> Stated task A
Please reproduce the geometric progression proof word for word.

> Text extract
◆ ◆ ◆ ◆ ◆ ◆ ◆

We know that the $n^{th}$ term of a $G.P.$ is given by $T_n = Ar^{n-1}$.
Given that $T_4 = a$,$T_7 = b$,and $T_{10} = c$,we have:
$a = Ar^3$
$b = Ar^6$
$c = Ar^9$
Now,consider the product $ac$:
$ac = (Ar^3)(Ar^9) = A^2r^{12}$
Also,consider $b^2$:
$b^2 = (Ar^6)^2 = A^2r^{12}$
Since $b^2 = A^2r^{12}$ and $ac = A^2r^{12}$,it follows that $b^2 = ac$.
Alternatively,if the indices $p, q, r$ are in $A.P.$,then the $p^{th}, q^{th}, r^{th}$ terms of a $G.P.$ are in $G.P.$. Here,$4, 7, 10$ are in $A.P.$ with a common difference of $3$,therefore $a, b, c$ are in $G.P.$,which implies $b^2 = ac$.

◆ ◆ ◆ ◆ ◆ ◆ ◆

> Exercise input
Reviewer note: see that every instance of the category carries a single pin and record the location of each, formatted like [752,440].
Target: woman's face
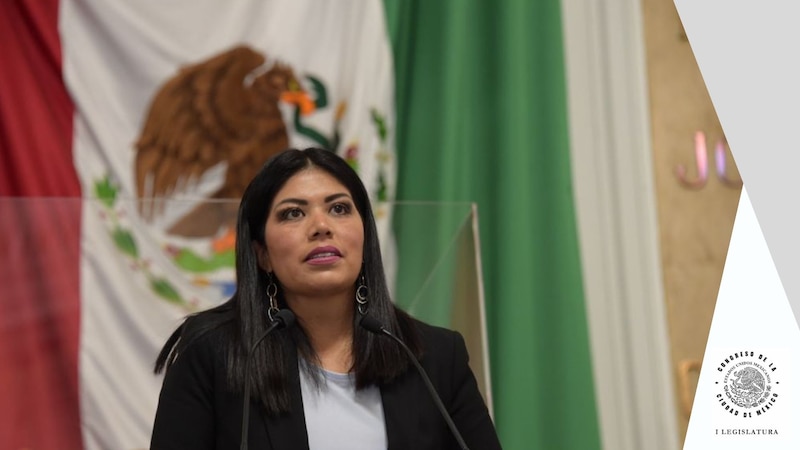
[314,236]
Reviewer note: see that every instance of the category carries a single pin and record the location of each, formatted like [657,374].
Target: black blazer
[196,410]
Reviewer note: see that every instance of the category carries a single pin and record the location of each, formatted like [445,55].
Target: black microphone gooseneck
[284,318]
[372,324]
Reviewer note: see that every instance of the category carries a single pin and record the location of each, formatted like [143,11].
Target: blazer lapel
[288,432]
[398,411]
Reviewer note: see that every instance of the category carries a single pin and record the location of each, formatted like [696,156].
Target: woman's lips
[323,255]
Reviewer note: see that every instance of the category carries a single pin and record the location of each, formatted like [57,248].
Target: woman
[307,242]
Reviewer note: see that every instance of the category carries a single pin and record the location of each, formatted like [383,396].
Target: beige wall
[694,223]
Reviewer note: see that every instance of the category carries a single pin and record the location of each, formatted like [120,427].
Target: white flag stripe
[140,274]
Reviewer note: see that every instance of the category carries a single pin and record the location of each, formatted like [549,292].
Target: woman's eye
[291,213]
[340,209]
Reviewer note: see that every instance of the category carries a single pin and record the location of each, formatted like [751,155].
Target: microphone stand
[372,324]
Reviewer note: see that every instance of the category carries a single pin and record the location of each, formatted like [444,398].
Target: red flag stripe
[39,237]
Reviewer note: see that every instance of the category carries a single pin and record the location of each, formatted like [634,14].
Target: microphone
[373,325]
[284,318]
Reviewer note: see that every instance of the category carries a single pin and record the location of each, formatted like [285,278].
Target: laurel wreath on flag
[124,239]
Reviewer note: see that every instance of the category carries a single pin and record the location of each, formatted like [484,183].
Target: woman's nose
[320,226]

◆ ◆ ◆ ◆ ◆ ◆ ◆

> Stated task B
In the listing, start at the line containing "formatted like [57,248]." and continue through the final line of the listing. Rewrite only that portion, changing "Reviewer note" to "Annotator note" and leaving everything else as it is.

> Worked solution A
We know that the $n^{th}$ term of a $G.P.$ is given by $T_n = Ar^{n-1}$.
Given that $T_4 = a$,$T_7 = b$,and $T_{10} = c$,we have:
$a = Ar^3$
$b = Ar^6$
$c = Ar^9$
Now,consider the product $ac$:
$ac = (Ar^3)(Ar^9) = A^2r^{12}$
Also,consider $b^2$:
$b^2 = (Ar^6)^2 = A^2r^{12}$
Since $b^2 = A^2r^{12}$ and $ac = A^2r^{12}$,it follows that $b^2 = ac$.
Alternatively,if the indices $p, q, r$ are in $A.P.$,then the $p^{th}, q^{th}, r^{th}$ terms of a $G.P.$ are in $G.P.$. Here,$4, 7, 10$ are in $A.P.$ with a common difference of $3$,therefore $a, b, c$ are in $G.P.$,which implies $b^2 = ac$.

> Worked solution B
Annotator note: see that every instance of the category carries a single pin and record the location of each, formatted like [57,248].
Target: woman
[307,242]
Annotator note: see that every instance of the category carries a single pin and record the location of each, formatted like [383,396].
Target: beige wall
[694,223]
Annotator note: see that every instance of the category carries a single pin and record the location of each, formatted like [120,427].
Target: white flag stripe
[140,274]
Annotator note: see that every instance of the category carries a single pin and record the location of each, formatted like [549,292].
Target: woman's eye
[291,213]
[340,209]
Annotator note: see that every instance of the category carries a single pin and record the location of each, formatted like [751,155].
Target: microphone stand
[372,324]
Annotator note: see that every instance of the category carries a single pin and record the location of each, formatted like [444,398].
Target: red flag stripe
[39,237]
Annotator note: see that every instance of the category carries a single pin and record the location of each, formatted like [634,14].
Target: microphone
[373,325]
[284,318]
Annotator note: see that every instance of the category carries a single pin and record the location of each, formatted like [285,278].
Target: laurel wreath on flag
[124,239]
Annotator note: see that every instance of the category carries a single pin and record the location of each, formatted like [484,183].
Target: woman's nose
[320,226]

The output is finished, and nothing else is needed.